PROBLEM STATEMENT.
Word for word, repeat each record that follows.

SUPPLIED INFORMATION: Begin

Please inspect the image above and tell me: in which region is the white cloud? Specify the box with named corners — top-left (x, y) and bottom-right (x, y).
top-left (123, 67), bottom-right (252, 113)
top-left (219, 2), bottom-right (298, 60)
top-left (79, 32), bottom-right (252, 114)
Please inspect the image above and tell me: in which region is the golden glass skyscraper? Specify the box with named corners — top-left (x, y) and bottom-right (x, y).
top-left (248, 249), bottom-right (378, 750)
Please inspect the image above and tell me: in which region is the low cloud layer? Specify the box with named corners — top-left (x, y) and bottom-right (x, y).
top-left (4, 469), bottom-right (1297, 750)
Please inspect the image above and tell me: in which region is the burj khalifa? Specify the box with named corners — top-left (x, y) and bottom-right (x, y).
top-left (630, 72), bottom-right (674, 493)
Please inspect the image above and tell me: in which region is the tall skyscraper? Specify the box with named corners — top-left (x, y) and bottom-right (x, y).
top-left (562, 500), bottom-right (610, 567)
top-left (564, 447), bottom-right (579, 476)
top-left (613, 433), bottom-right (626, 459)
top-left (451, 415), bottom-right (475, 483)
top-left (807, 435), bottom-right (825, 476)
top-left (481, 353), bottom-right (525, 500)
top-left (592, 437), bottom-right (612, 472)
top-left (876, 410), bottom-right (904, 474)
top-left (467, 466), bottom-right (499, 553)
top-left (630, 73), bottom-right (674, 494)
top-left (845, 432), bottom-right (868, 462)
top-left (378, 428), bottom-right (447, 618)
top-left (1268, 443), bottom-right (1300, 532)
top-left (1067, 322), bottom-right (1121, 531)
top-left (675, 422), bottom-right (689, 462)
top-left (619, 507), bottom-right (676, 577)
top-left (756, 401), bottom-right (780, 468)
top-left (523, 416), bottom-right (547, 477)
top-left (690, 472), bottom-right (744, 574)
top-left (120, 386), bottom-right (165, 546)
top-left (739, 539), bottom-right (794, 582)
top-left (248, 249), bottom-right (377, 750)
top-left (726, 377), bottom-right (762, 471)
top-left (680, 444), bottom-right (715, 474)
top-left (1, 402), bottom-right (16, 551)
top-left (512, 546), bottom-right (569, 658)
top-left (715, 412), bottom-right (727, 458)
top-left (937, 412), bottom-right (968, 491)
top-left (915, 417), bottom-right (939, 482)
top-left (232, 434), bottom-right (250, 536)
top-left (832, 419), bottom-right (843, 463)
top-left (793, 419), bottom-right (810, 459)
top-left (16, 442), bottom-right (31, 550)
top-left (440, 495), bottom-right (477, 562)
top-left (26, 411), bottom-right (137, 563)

SUPPLIED INFORMATION: End

OUTPUT.
Please inspect the image above and tell me: in which region is the white cloud? Specify the box with named corners — top-left (x, y) and bottom-right (x, y).
top-left (123, 67), bottom-right (252, 113)
top-left (219, 2), bottom-right (298, 60)
top-left (79, 32), bottom-right (252, 114)
Please inspect the image above and tell me: in which region is the golden glass skyscraper? Specify the box with named corners — top-left (x, y) and bottom-right (x, y).
top-left (248, 249), bottom-right (378, 750)
Please inspect the image above and tell me: in which region is the low cloud layer? Specify the box with named corners — top-left (x, y) and bottom-right (x, y).
top-left (4, 469), bottom-right (1297, 750)
Please inspect the image above and tell me: in which region is the burj khalifa? Specify the box with named corners — top-left (x, y) and bottom-right (x, y).
top-left (630, 72), bottom-right (674, 493)
Please inspect the image above and tell me: in which region is the tall skyscraper? Specify the box with named corners — top-left (x, y) and bottom-right (x, y).
top-left (562, 500), bottom-right (610, 567)
top-left (564, 447), bottom-right (579, 476)
top-left (613, 433), bottom-right (626, 459)
top-left (451, 415), bottom-right (475, 483)
top-left (807, 435), bottom-right (825, 476)
top-left (481, 353), bottom-right (525, 500)
top-left (592, 437), bottom-right (612, 472)
top-left (876, 410), bottom-right (904, 474)
top-left (467, 466), bottom-right (499, 553)
top-left (630, 73), bottom-right (674, 494)
top-left (845, 432), bottom-right (868, 462)
top-left (378, 428), bottom-right (447, 618)
top-left (1268, 443), bottom-right (1300, 532)
top-left (1067, 322), bottom-right (1121, 531)
top-left (675, 422), bottom-right (689, 462)
top-left (619, 507), bottom-right (676, 577)
top-left (756, 401), bottom-right (780, 468)
top-left (523, 416), bottom-right (547, 477)
top-left (690, 472), bottom-right (744, 574)
top-left (120, 386), bottom-right (165, 546)
top-left (739, 539), bottom-right (794, 582)
top-left (248, 249), bottom-right (377, 750)
top-left (726, 377), bottom-right (762, 471)
top-left (680, 444), bottom-right (715, 474)
top-left (1, 402), bottom-right (16, 551)
top-left (512, 546), bottom-right (569, 658)
top-left (715, 412), bottom-right (727, 458)
top-left (937, 412), bottom-right (968, 491)
top-left (915, 417), bottom-right (939, 482)
top-left (232, 434), bottom-right (250, 536)
top-left (832, 419), bottom-right (843, 463)
top-left (793, 419), bottom-right (810, 459)
top-left (16, 442), bottom-right (31, 550)
top-left (440, 495), bottom-right (477, 562)
top-left (26, 411), bottom-right (137, 563)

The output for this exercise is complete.